Since the early 1980’s the U.S. has used the “economic weapon” of sanctions as a moral legitimacy argument for their causes and for the political outcomes the U.S. Government seeks to accomplish. The case can be made sanctions are a moral choice, but also have led to the excesses of liberal sanctionism, which today has become a feature of the economic, political and social landscape.
The use of economic sanctions in order to coerce nations is not new in foreign policies. Thucydides and Plutarch provide accounts of what is arguably the earliest recorded use of economic sanctions: the “Megarian Degree” of 432 BC, passed by the Athenian assembly embargoing all trades between Megara and the Athenian empire.
The Megarian Decree was an act of revenge by the Athenians for the treacherous behaviour of the Megarians some years earlier. The case has been made by some historians that the Megarian Decree ultimately helped to prolong and intensify of the Peloponnesian War (431-404 BC).

PROVIDED MATERIAL:

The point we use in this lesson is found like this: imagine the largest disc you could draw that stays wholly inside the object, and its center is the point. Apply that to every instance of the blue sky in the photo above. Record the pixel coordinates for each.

TASK PROMPT:
Edit the passage on economic sanctions starting with "Since the early" and going on through "the Athenian empire.", replacing "coerce" with "pressure". Nothing in the listing is needed for this.

RESPONSE BELOW:
Since the early 1980’s the U.S. has used the “economic weapon” of sanctions as a moral legitimacy argument for their causes and for the political outcomes the U.S. Government seeks to accomplish. The case can be made sanctions are a moral choice, but also have led to the excesses of liberal sanctionism, which today has become a feature of the economic, political and social landscape.
The use of economic sanctions in order to pressure nations is not new in foreign policies. Thucydides and Plutarch provide accounts of what is arguably the earliest recorded use of economic sanctions: the “Megarian Degree” of 432 BC, passed by the Athenian assembly embargoing all trades between Megara and the Athenian empire.